Start of DATA ROWS
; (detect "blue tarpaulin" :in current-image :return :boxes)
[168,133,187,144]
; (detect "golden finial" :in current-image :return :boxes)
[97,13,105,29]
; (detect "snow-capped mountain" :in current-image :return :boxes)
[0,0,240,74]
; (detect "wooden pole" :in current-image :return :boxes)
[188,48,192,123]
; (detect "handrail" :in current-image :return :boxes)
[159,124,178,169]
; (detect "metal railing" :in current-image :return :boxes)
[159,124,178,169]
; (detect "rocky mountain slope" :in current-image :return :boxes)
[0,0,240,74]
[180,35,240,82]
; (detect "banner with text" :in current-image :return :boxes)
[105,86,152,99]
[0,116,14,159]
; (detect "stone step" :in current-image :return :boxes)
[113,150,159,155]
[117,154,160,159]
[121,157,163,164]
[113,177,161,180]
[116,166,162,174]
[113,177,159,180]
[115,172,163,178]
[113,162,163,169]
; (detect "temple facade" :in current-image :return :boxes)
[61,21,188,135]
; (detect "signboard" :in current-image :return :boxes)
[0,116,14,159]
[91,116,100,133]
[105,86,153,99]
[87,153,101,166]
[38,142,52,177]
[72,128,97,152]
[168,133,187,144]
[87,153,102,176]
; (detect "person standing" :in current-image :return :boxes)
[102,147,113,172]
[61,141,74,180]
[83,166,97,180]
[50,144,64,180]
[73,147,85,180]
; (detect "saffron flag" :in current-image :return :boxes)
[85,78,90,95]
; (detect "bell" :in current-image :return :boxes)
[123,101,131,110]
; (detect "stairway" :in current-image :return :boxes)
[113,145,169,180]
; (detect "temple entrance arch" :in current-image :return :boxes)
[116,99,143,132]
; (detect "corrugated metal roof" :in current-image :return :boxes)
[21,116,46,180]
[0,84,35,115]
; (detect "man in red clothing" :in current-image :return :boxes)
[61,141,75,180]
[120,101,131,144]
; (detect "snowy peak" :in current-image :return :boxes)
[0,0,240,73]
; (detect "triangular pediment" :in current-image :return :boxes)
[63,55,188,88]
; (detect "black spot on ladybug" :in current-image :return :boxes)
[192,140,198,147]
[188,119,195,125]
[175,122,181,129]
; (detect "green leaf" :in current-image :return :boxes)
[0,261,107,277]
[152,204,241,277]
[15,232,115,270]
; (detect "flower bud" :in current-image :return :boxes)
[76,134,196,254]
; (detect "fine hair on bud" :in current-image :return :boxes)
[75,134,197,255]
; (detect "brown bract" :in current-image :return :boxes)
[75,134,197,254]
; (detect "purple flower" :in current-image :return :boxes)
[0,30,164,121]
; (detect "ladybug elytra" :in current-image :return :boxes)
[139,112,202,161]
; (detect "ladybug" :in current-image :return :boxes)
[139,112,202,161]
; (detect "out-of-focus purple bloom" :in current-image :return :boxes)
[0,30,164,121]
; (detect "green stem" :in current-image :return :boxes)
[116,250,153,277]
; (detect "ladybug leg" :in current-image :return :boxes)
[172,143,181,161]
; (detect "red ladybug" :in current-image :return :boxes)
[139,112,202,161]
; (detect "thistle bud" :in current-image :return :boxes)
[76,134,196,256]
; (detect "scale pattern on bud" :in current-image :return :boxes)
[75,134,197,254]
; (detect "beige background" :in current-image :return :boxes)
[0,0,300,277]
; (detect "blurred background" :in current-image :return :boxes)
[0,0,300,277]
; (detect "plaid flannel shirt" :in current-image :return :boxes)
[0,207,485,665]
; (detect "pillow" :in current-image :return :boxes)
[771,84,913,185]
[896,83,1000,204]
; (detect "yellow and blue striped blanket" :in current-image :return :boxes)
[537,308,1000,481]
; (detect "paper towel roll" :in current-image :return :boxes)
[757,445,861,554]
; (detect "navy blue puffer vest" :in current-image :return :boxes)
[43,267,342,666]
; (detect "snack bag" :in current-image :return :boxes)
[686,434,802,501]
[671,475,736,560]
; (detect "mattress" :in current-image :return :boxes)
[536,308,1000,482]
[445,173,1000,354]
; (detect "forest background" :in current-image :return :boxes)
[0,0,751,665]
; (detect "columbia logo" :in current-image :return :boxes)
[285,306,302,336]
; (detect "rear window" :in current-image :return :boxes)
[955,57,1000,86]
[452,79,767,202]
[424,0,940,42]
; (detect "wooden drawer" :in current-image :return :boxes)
End of DATA ROWS
Start of DATA ROWS
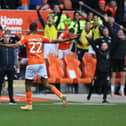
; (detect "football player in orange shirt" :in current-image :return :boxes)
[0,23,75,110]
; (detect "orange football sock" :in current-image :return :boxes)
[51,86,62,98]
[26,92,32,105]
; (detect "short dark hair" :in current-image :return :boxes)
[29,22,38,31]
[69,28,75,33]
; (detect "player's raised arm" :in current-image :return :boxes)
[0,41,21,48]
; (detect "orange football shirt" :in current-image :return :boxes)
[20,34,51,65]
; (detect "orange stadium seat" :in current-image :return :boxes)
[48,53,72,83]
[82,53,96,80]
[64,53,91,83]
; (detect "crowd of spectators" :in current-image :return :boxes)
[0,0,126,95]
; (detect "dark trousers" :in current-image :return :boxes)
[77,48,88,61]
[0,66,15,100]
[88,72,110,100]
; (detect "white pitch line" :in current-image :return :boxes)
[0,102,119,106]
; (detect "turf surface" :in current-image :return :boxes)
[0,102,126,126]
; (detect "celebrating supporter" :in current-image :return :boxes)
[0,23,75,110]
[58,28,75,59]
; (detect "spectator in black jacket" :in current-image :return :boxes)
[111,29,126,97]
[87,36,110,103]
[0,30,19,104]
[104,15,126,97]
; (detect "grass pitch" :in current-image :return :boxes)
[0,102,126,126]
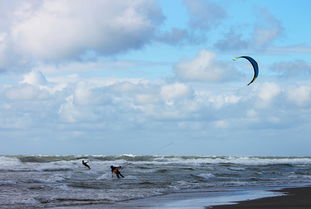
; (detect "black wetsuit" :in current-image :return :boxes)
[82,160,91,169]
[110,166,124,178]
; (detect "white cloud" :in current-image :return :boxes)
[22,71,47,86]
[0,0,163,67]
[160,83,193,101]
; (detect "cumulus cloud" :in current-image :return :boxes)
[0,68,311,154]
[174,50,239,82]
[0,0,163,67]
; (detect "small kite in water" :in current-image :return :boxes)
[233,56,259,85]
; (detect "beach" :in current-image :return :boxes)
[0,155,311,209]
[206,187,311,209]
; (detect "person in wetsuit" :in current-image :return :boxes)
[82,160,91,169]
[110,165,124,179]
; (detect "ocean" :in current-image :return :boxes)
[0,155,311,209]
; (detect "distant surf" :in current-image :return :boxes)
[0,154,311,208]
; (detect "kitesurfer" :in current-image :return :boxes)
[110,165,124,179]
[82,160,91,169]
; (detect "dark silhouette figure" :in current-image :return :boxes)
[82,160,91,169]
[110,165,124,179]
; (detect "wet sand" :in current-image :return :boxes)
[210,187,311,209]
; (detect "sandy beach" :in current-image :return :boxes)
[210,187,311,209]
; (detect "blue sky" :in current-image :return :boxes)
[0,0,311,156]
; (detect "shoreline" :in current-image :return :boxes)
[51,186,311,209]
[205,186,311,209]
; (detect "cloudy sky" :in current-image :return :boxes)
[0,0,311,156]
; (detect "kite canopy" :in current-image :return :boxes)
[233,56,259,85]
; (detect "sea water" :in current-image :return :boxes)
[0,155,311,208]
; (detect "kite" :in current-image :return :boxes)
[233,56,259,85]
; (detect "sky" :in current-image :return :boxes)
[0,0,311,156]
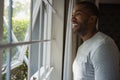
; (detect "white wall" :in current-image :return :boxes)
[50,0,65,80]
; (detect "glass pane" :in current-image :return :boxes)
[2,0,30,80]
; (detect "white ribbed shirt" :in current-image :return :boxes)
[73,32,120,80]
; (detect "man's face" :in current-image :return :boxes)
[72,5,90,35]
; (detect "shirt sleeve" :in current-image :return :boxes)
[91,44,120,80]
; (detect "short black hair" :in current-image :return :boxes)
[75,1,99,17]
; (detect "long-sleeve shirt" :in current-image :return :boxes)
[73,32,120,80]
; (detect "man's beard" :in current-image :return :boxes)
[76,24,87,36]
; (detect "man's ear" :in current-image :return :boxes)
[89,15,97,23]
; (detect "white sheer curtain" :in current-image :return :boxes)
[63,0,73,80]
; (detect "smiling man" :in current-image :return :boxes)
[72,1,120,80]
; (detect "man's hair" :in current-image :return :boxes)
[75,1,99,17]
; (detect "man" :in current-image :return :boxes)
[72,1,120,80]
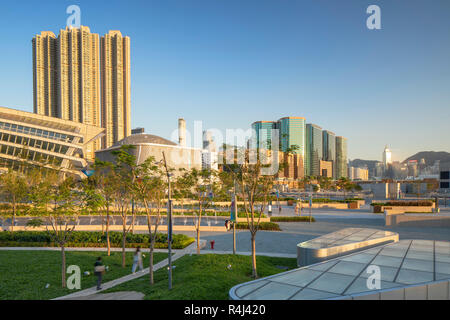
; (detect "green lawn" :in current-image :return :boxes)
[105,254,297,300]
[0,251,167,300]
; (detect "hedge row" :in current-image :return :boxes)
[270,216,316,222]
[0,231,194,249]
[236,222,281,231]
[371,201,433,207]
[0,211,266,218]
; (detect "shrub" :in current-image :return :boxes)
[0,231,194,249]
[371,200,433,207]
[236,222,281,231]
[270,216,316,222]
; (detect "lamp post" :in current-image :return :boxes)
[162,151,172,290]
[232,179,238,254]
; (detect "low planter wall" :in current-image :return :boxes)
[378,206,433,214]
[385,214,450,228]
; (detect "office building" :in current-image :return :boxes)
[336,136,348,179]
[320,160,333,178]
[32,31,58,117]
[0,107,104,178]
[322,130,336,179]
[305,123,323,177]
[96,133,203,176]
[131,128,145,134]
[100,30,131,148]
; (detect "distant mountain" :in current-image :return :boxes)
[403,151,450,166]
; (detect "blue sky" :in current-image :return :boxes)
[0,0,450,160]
End of DATA ROWS
TASK STATEMENT: Pick out every line of the records that contains the word "beach" and copy each one unchanged.

WORKED ANSWER:
; (detect "beach" :in current-image :return :boxes)
; (detect "sandy beach" :in current-image :return :boxes)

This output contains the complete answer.